-------- Reading text
Newest GPGPU flagman, Tesla K20 was announced by NVIDIA at Supercomputing conference in Salt Lake City yesterday (BTW, you can meet Roman Pavlyuk, ELEKS' CTO and Oleh Khoma, Head of HPC Unit there). Due to partnership with NVIDIA we got access to K20 couple of months ago and did lots of performance tests. Today we're going to tell you more about it's performance in comparison with several other NVIDIA accelerators that we have here at ELEKS.
Test environment
We implemented set of synthetic micro-benchmarks that measure performance of following basic GPGPU operations:
- Host/Device kernel operations latency
- Reduction time (SUM)
- Dependent/Independent FLOPs
- Memory management
- Memory transfer speed
- Device memory access speed
- Pinned memory access speed
You can find more information and benchmark results below. Our set of tests is available on GitHub, so that you can run them on your hardware if you want. We ran these tests on seven different test configurations:
- GeForce GTX 580 (PCIe-2, OS Windows, physical box)
- GeForce GTX 680 (PCIe-2, OS Windows, physical box)
- GeForce GTX 680 (PCIe-3, OS Windows, physical box)
- Tesla K20Xm (PCIe-3, ECC ON, OS Linux, NVIDIA EAP server)
- Tesla K20Xm (PCIe-3, ECC OFF, OS Linux, NVIDIA EAP server)
- Tesla M2050 (PCIe-2, ECC ON, OS Linux, Amazon EC2)
- Tesla M2050 (PCIe-2, ECC ON, OS Linux, PEER1 HPC Cloud)
One of the goals was to determine the difference between K20 and older hardware configurations in terms of overall system performance. Another goal: to understand the difference between virtualized and non-virtualized environments. Here is what we got:
Host/Device kernel operations latency
One of the new features of K20 is Dynamic Parallelism that allows you to execute kernels from each other. We did a benchmark that measure latency of kernel schedule and execution with and without DP. Results without DP look like that:
Surprisingly, new Tesla is slower than old one and GTX 680, probably because of the driver which was in beta version at the moment we measured performance. It is also obvious that AWS GPU instances are much slower than closer-to-hardware PEER1 ones, because of virtualization.
----------------
### Given instruction 1
List the basic GPGPU operations that the micro-benchmarks described in the Tesla K20 text measure.
### Given instruction 2
Please name the new K20 feature that, according to the Tesla K20 text, lets kernels be executed from each other.
-------- Recorded data
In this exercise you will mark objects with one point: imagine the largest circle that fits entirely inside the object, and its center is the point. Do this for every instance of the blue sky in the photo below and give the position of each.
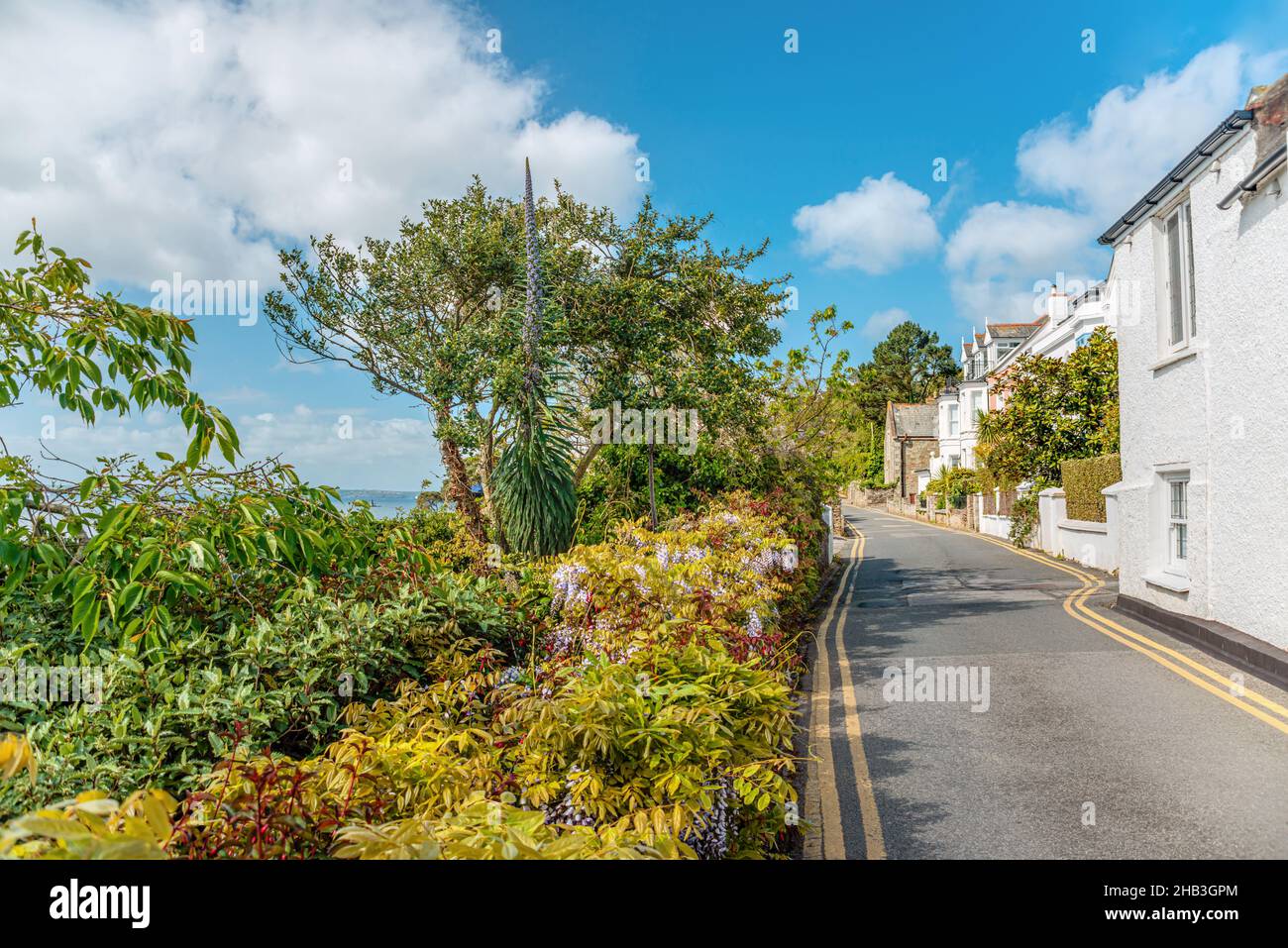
----------------
### Task result 1
- Host/Device kernel operations latency
- Reduction time (SUM)
- Dependent/Independent FLOPs
- Memory management
- Memory transfer speed
- Device memory access speed
- Pinned memory access speed

### Task result 2
Dynamic Parallelism